__A block of data__
────────
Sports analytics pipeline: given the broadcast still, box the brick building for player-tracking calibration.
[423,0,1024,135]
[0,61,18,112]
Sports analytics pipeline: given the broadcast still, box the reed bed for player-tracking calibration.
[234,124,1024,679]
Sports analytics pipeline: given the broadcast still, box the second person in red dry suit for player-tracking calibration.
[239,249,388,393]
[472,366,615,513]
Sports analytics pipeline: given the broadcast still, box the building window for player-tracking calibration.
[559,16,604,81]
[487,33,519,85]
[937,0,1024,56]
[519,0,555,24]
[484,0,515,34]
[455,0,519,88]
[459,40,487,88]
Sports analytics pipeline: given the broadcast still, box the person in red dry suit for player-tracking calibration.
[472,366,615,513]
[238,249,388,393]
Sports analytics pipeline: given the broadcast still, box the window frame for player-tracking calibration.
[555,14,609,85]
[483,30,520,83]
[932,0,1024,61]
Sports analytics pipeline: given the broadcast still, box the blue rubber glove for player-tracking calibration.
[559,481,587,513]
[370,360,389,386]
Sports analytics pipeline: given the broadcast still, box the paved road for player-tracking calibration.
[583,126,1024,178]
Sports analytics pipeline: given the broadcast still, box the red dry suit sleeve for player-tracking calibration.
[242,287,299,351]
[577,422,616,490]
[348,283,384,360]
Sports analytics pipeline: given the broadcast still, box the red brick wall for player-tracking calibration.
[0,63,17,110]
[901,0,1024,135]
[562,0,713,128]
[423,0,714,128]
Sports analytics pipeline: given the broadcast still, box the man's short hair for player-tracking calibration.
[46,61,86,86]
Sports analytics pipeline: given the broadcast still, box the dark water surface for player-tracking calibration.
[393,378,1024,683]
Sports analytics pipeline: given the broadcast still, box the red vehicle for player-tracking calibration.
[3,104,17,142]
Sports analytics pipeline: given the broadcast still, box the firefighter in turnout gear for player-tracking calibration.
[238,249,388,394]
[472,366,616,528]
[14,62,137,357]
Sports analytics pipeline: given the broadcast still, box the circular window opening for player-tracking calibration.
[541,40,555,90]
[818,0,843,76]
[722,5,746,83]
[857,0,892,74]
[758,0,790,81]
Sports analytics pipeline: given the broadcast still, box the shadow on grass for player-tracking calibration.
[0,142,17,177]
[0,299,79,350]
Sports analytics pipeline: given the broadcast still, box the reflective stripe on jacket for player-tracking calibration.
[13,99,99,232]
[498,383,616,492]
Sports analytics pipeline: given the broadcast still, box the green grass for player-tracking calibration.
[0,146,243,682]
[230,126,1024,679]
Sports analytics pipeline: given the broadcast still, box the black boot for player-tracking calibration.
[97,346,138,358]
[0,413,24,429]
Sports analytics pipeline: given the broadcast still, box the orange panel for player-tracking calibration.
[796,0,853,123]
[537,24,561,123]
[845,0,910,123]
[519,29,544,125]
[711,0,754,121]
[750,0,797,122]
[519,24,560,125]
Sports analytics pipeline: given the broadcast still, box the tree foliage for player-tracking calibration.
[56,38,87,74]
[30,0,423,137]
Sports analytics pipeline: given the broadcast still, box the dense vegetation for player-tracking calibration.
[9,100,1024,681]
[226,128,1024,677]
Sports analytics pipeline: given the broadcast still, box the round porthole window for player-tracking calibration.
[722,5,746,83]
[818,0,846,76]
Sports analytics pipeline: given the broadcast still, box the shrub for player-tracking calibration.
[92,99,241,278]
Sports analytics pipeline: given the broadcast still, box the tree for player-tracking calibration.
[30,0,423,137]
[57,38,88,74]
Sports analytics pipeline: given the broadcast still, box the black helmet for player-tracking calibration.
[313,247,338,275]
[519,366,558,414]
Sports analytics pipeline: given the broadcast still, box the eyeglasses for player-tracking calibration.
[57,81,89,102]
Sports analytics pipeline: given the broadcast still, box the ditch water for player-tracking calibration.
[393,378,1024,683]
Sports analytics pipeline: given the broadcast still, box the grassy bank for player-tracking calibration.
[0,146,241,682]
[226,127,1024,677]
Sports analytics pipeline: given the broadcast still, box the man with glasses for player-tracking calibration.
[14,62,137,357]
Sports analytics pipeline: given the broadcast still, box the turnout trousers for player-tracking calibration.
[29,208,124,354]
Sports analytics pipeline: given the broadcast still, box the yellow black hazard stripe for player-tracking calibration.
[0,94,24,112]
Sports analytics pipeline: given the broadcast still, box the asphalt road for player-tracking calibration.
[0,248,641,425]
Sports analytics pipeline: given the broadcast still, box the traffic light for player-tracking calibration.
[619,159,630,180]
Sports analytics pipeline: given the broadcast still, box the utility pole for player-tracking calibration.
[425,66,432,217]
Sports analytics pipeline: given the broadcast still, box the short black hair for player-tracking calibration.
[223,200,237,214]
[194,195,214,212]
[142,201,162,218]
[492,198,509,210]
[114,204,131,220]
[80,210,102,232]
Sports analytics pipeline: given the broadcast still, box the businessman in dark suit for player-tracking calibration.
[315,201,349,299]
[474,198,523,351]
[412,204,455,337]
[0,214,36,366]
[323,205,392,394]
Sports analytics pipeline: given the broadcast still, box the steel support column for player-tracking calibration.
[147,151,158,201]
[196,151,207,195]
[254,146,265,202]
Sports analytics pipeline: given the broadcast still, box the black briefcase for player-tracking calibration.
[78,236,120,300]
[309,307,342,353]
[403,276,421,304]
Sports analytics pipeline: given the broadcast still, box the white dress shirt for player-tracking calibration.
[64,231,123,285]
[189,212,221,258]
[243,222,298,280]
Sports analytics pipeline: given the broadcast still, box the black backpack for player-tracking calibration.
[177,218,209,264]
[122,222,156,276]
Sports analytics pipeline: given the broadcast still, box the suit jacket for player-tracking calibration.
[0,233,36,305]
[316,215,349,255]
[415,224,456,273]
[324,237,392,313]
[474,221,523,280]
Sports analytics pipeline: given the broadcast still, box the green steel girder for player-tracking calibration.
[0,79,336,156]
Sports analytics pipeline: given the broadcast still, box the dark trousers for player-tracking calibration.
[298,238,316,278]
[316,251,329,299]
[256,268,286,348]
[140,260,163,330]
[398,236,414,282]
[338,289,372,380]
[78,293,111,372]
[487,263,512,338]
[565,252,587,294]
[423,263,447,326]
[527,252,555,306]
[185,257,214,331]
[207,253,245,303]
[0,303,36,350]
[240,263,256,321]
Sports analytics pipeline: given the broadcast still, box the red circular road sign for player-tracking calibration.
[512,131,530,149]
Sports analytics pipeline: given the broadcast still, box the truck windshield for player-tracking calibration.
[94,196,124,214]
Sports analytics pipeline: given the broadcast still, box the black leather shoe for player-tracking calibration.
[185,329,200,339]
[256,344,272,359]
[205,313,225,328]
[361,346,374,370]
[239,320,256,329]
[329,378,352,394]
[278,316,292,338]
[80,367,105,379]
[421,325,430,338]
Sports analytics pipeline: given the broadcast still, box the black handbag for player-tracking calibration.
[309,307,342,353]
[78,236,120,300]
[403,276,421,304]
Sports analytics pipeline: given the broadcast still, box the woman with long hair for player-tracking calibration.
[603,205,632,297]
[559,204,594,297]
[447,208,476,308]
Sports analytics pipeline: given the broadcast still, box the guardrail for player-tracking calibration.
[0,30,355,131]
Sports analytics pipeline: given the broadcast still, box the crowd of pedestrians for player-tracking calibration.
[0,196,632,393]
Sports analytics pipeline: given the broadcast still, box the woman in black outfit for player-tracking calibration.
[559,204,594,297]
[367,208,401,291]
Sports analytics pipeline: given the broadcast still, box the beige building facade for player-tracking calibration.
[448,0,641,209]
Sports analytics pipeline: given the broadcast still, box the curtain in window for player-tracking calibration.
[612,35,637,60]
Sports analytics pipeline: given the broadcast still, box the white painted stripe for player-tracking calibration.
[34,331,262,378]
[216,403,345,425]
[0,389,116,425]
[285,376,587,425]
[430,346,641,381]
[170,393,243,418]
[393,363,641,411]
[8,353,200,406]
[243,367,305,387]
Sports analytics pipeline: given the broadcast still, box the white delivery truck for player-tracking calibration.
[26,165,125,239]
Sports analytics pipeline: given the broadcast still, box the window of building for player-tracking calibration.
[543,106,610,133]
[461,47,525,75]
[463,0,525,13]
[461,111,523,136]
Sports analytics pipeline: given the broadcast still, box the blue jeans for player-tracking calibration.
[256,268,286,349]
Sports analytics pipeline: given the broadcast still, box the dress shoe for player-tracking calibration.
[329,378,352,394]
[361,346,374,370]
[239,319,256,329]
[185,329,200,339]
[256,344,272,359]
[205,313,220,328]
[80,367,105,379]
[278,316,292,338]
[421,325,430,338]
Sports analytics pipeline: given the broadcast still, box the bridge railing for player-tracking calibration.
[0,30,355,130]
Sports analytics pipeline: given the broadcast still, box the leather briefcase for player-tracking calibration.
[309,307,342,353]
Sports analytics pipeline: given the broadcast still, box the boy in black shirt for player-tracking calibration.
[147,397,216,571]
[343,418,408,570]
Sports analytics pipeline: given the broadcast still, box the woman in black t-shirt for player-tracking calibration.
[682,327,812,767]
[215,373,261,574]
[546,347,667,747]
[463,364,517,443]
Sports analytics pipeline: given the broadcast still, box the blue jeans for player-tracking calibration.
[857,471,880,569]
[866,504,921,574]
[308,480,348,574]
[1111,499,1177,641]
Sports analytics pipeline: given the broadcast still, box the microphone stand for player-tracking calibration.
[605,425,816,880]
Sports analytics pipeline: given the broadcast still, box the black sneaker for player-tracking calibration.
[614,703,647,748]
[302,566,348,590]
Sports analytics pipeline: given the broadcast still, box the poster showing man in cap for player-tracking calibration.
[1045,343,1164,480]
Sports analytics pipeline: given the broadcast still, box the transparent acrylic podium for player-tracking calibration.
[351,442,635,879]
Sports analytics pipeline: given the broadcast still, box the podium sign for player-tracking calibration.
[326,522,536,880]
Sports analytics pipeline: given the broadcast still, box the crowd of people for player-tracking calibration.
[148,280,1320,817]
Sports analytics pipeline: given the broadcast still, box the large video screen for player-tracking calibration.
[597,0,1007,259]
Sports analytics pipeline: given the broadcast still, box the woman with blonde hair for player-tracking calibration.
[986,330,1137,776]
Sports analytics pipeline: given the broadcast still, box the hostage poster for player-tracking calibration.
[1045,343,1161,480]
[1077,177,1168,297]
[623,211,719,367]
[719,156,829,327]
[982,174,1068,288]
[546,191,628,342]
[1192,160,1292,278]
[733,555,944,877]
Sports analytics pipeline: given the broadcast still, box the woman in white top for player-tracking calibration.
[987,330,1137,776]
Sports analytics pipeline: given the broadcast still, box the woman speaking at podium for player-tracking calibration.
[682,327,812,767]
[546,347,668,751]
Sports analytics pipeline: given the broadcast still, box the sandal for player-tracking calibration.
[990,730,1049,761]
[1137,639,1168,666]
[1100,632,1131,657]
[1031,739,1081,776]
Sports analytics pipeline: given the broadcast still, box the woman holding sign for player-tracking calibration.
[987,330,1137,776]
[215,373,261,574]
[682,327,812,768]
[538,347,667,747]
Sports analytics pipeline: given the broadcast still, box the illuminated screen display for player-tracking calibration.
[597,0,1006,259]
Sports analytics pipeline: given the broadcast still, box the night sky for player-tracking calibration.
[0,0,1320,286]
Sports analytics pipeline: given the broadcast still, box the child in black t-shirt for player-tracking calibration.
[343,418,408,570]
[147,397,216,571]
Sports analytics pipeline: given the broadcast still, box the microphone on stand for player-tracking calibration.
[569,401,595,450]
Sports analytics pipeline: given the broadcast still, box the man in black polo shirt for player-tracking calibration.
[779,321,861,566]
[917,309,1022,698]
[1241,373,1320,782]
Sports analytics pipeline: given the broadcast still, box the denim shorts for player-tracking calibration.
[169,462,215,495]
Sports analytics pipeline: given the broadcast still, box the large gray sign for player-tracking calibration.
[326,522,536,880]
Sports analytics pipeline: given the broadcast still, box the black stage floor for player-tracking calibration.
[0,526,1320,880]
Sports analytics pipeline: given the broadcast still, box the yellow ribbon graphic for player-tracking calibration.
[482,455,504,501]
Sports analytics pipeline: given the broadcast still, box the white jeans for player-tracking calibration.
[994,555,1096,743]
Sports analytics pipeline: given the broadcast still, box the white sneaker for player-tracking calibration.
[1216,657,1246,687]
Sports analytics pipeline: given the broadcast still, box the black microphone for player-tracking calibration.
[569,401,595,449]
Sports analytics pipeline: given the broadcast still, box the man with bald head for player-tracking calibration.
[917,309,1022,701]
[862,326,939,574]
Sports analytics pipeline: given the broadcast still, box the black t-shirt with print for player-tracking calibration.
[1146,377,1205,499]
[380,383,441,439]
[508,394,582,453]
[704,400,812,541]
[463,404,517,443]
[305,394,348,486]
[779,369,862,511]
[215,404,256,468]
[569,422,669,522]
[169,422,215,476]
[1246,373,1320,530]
────────
__TASK DETAILS__
Recast the entries starting with the line containing "handbag for player-tracking calibration." and going on through the line containing "[0,30,355,131]" as a two-column CSV with the headers text and answer. Give one row per entry, put each field in quotes, and replace line breaks with spaces.

__SOLVED PROBLEM__
text,answer
"Sports analytics pipeline: given the broadcast still, box the black handbag for player-tracking calibration.","[309,307,342,353] [78,236,120,300] [403,276,421,304]"
"Sports analytics pipeline: given the broadcast still, box the woman with long hair for player-tracking calibration.","[603,205,632,297] [559,204,594,297] [447,208,476,308]"
"Sports analytics pipeline: given the broadcast still, box the guardrail for player-tracking calibration.","[0,30,355,131]"